BEGIN DATA IN THIS EXERCISE
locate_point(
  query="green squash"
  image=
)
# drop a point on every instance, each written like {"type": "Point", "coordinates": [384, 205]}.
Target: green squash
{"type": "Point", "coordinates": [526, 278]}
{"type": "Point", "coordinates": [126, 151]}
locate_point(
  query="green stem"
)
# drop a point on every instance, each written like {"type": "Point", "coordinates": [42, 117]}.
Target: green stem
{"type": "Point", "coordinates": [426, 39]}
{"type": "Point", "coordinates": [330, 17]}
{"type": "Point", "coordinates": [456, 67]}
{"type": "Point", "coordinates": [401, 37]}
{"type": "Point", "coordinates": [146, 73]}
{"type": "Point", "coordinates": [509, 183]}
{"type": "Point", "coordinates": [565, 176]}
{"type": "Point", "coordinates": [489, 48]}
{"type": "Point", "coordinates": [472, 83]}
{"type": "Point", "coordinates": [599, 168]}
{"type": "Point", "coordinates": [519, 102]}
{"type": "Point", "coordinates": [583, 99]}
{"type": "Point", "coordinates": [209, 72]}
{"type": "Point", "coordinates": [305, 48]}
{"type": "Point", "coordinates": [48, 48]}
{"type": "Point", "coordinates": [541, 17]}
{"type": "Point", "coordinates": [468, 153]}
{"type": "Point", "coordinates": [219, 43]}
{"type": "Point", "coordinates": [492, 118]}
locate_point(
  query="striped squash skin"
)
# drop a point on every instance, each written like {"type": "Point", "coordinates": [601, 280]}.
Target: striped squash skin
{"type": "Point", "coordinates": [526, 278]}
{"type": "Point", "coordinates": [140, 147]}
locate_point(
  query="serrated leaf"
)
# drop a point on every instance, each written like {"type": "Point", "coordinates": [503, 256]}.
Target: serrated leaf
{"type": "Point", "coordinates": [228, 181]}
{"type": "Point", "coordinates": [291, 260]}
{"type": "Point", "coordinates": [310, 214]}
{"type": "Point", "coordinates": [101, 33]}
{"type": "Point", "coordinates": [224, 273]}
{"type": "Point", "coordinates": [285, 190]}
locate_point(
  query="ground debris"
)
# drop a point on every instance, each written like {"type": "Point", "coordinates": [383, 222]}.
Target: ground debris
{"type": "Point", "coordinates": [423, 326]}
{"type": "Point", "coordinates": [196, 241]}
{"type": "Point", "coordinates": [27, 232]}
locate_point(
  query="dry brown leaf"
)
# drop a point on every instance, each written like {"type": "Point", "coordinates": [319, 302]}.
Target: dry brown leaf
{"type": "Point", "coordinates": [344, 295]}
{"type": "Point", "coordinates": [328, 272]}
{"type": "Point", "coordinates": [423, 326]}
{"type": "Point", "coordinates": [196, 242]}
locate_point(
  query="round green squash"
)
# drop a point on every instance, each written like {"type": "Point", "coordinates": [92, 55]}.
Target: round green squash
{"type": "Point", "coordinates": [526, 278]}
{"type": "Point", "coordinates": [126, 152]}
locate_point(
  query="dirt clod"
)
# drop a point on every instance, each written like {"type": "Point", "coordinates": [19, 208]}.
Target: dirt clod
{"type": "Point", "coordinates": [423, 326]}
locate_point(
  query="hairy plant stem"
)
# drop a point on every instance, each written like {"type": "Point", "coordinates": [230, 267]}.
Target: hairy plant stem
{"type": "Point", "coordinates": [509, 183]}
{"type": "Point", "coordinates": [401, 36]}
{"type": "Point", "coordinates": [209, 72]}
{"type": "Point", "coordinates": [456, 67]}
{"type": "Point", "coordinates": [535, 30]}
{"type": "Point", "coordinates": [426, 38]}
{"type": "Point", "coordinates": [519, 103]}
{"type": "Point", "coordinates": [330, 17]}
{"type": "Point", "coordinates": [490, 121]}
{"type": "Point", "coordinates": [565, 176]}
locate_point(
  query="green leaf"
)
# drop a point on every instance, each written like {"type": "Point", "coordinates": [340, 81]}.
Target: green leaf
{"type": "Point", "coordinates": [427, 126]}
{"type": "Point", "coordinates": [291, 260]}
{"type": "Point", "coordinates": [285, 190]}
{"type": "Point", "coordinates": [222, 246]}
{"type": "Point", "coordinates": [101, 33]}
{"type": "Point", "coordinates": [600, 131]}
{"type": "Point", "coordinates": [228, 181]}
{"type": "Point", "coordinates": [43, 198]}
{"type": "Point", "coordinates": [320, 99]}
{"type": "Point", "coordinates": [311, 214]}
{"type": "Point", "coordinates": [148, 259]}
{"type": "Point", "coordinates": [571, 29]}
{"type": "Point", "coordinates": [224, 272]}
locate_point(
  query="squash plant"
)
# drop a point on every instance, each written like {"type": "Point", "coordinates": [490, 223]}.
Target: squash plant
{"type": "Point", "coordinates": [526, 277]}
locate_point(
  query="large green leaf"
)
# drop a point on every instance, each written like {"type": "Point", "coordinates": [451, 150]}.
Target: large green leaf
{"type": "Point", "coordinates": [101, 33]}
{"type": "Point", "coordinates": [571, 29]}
END DATA IN THIS EXERCISE
## PROBLEM DETAILS
Say how many lines of the material contain the word "query", with no other text.

## EXPECTED OUTPUT
12